Business sign 3.20.20, photo by Stephen Harmon, courtesy of New-York Historical
The New-York Historical Society is asking New Yorkers to donate any materials related to the coronavirus pandemic as a way to preserve this moment in the city’s history. First created during September 11, the museum’s History Responds initiative has collected objects related to movements like Black Lives Matter, Occupy Wall Street, marriage equality, and others.
Lizzy (age 4) with her rainbow artwork, photo by Leeka Murphy
The museum is looking for objects and paper or digital items that document the current crisis, “including the heroic efforts of medical personnel, the plight of victims, the effects on businesses, schools, and cultural groups; and the creativity borne of isolation,” according to the society.
New-York Historical’s Patricia D. Klingenstein Library is collecting paper memorabilia, like flyers, postcards, signs, emails, drawings of rainbows, or anything that shows how New Yorkers are handling the current situation. Other items the museum will accept include household objects that reflect life under quarantine.
Homemade mask in progress, Heidi Nakashima
Rock painted by Lisa Johansen, Kew Gardens, Queens
“When the New-York Historical Society was established in 1804, our founders had just lived through the turbulent years of the American Revolution and recognized the need to preserve eyewitness evidence of their own historical moment,” Dr. Louise Mirrer, president and CEO of New-York Historical Society, said in a press release. “In that vein, we continue the practice of documenting history as it happens so that future generations will better understand the unprecedented times in which we are now living.”
More information on how to donate items or paper and digital ephemera for the museum’s collection can be found here.
The Museum of the City of New York is also chronicling the current crisis with help from New Yorkers, as the Wall Street Journal reported. The museum is asking city residents to share photos that document personal experiences during the pandemic, using the hashtag #CovidStoriesNYC. Staff will select images on a rolling basis to repost on their social media feeds.

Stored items
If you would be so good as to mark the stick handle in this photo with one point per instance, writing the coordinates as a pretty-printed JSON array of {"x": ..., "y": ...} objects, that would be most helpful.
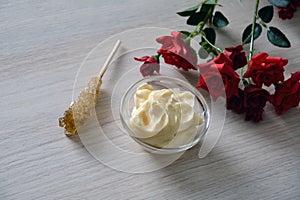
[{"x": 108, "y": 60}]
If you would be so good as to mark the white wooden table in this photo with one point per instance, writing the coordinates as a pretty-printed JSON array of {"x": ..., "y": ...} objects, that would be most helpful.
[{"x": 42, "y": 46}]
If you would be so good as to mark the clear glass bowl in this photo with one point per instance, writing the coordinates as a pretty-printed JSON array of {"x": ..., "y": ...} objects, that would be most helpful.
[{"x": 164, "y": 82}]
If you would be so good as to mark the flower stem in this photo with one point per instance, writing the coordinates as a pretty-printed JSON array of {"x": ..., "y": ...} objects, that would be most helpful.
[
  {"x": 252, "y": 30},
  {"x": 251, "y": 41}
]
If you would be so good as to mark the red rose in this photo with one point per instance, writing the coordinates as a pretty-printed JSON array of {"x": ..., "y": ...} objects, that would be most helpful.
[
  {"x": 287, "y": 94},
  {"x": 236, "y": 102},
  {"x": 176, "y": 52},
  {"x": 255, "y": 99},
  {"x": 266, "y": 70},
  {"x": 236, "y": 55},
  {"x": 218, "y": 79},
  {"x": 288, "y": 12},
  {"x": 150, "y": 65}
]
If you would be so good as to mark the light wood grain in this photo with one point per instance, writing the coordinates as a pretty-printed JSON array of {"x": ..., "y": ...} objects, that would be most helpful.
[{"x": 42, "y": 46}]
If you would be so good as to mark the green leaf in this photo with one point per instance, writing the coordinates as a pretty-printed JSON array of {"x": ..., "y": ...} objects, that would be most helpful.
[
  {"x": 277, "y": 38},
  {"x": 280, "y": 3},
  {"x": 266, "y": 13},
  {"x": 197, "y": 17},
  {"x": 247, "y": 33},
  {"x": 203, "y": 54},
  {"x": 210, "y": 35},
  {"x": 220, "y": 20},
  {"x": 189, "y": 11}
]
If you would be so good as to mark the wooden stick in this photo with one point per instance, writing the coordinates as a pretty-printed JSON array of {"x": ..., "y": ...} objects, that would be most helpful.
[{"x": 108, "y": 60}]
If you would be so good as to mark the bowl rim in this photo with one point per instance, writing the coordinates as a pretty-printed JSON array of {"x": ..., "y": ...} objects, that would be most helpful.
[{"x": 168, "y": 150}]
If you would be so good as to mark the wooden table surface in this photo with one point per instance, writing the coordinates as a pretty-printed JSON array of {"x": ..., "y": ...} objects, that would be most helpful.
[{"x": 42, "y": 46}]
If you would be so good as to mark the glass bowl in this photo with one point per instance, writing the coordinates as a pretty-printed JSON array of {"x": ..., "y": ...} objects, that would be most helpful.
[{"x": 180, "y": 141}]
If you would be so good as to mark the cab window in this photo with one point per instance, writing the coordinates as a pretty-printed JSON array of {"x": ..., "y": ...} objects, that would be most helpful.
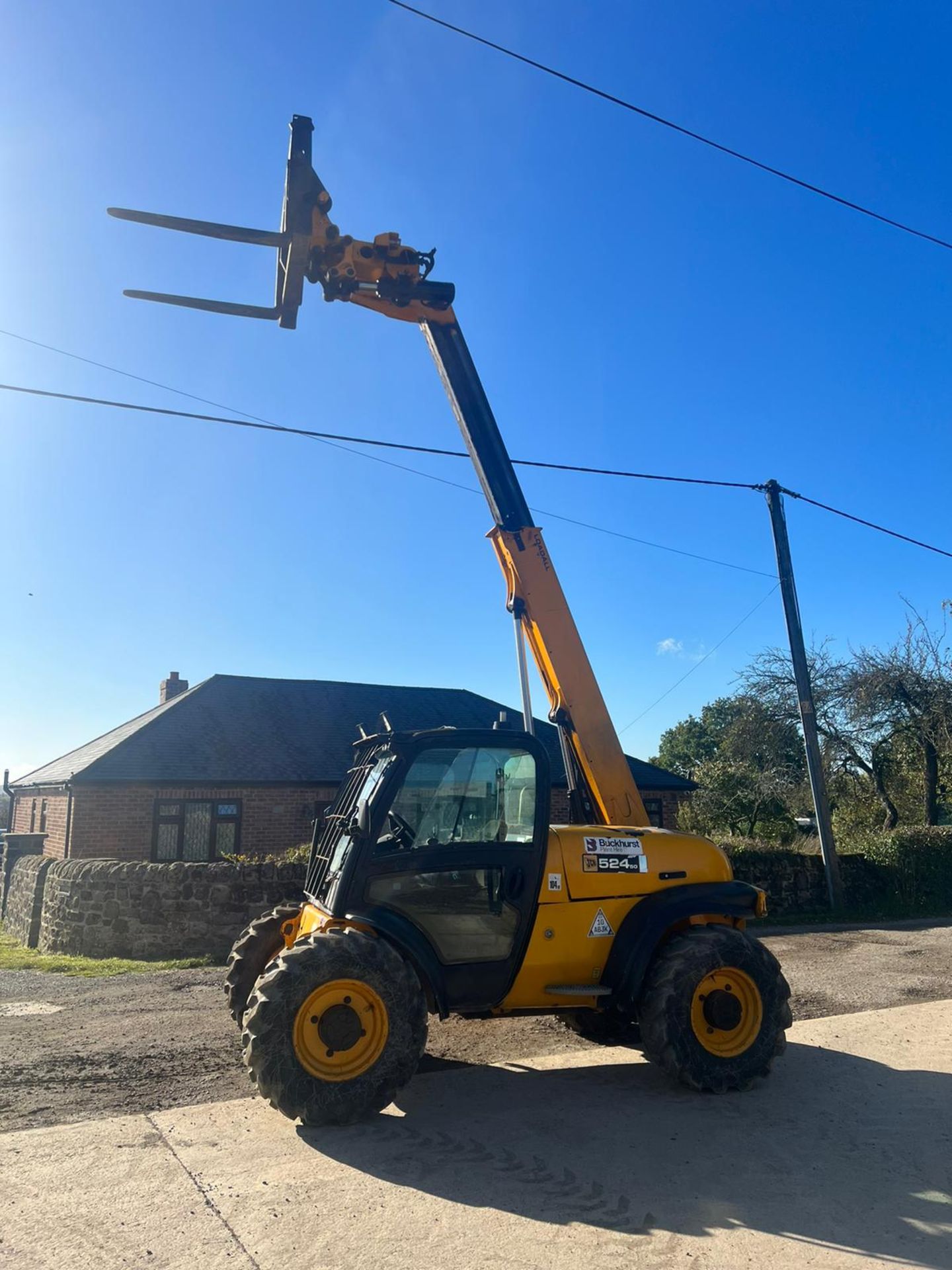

PROMPT 1 ->
Using the article about pandemic collecting, say whether each statement agrees with it, answering yes or no and quoting the deciding words: (a) The New-York Historical Society was established in 1804. (b) The History Responds initiative was first created during the coronavirus pandemic. (c) The Museum of the City of New York asks residents to share photos with the hashtag #CovidStoriesNYC.
PROMPT 2 ->
Return the part of the article about pandemic collecting that begins at the words "More information on" and stops after "social media feeds.".
The records are separate material and have no connection to the text.

EXERCISE ANSWER 1 ->
(a) Yes: "When the New-York Historical Society was established in 1804"
(b) No: "First created during September 11"
(c) Yes: "using the hashtag #CovidStoriesNYC"

EXERCISE ANSWER 2 ->
More information on how to donate items or paper and digital ephemera for the museum’s collection can be found here.
The Museum of the City of New York is also chronicling the current crisis with help from New Yorkers, as the Wall Street Journal reported. The museum is asking city residents to share photos that document personal experiences during the pandemic, using the hashtag #CovidStoriesNYC. Staff will select images on a rolling basis to repost on their social media feeds.